# Code for the final report in 02456 Deep Learning 

**Authors:** *Mads Emil Dahlgaard (S164206), Morten Wehlast Jørgensen (S147056), and Niels Asp Fuglsang (S164181)*

This notebook recreates the main results from the report *An analysis of levers in deep reinforcement learning and how they affect learning speed and generalization*. The full code base can be found at https://github.com/NielsFuglsang/02456-Deep-Learning.

---

## Introduction

Deep reinforcement learning is notourisly known for results that are difficult to reproduce. Even very small changes to hyperparameters can lead to completely different results. Therefore, in this project we set out to investigate how to best increase one's chances of improving model performance. We identified the following 3 areas.

■ Direction ■
Copy the stretch of the Deep Learning project text from "# Code for the" through "found at https://github.com/NielsFuglsang/02456-Deep-Learning.", swapping "notebook" for "script".

■ Data section ■
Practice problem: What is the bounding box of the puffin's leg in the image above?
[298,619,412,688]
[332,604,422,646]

---

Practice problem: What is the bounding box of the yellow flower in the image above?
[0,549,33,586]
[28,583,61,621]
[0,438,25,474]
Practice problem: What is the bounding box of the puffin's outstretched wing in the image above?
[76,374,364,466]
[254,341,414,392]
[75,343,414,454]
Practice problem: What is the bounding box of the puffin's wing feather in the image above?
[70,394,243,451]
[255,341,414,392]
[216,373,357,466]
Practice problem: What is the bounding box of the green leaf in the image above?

==

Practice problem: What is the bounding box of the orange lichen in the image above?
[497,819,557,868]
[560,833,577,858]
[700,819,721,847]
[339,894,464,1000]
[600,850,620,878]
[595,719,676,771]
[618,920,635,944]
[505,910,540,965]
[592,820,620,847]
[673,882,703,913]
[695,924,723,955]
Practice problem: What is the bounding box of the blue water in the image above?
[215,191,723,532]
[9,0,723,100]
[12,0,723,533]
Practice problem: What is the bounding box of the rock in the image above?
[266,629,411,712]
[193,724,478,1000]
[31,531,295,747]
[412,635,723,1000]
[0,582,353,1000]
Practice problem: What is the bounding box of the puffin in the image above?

■ Output for this exercise ■
# Code for the final report in 02456 Deep Learning 

**Authors:** *Mads Emil Dahlgaard (S164206), Morten Wehlast Jørgensen (S147056), and Niels Asp Fuglsang (S164181)*

This script recreates the main results from the report *An analysis of levers in deep reinforcement learning and how they affect learning speed and generalization*. The full code base can be found at https://github.com/NielsFuglsang/02456-Deep-Learning.